» **Data under study**:

======

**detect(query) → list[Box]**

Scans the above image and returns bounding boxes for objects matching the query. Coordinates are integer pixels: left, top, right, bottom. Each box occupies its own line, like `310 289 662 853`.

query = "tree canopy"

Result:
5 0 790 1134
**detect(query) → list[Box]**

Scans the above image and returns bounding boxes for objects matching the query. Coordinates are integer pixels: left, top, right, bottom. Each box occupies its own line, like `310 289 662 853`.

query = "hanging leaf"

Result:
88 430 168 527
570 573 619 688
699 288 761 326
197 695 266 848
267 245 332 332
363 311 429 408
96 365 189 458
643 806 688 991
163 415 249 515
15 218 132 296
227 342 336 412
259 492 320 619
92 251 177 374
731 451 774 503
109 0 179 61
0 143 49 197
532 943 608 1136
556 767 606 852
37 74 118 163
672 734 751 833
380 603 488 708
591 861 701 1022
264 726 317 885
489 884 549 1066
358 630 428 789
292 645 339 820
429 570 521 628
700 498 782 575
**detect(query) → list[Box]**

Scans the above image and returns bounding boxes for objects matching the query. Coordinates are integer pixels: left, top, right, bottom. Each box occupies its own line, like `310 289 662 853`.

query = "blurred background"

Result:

======

» **Your instructions**: What is needed here is every record above, repeated exactly.

» **Solution to this exercise**:
**detect(query) → list[Box]**

Scans the above image and returns bounding boxes for objects matching the query. Coordinates are integer pixels: left, top, right, bottom. Each box occupies its own line, like `310 289 662 853`.

query = "tree canopy"

Result:
5 0 790 1134
**detect(query) → list[Box]**

Scans the above image and returns bounding boxes for objects matching the query. Coordinates are integer pixels: left, top, right, bottom. Each box occupies its own line, like `310 289 662 853`.

query = "hanging leaf"

Result:
88 430 168 527
570 573 619 688
699 288 761 326
197 695 266 848
267 245 332 332
363 311 429 408
96 365 189 458
643 806 688 991
163 415 249 515
15 218 132 296
227 342 336 412
259 492 320 619
92 251 177 374
731 451 774 503
109 0 179 61
0 143 49 197
532 943 608 1136
556 767 606 852
37 74 118 163
672 734 751 833
380 603 488 708
591 861 701 1022
264 726 317 885
489 884 549 1066
358 630 428 789
292 645 339 820
429 570 521 628
700 498 782 575
**detect(query) → list[Box]**

Scans the above image and returns bounding boxes for objects matching the query. Coordinates are integer pixels: left, top, right, bottom. Each box occupies its own line, like `310 289 662 853`.

query = "blurred background"

Result:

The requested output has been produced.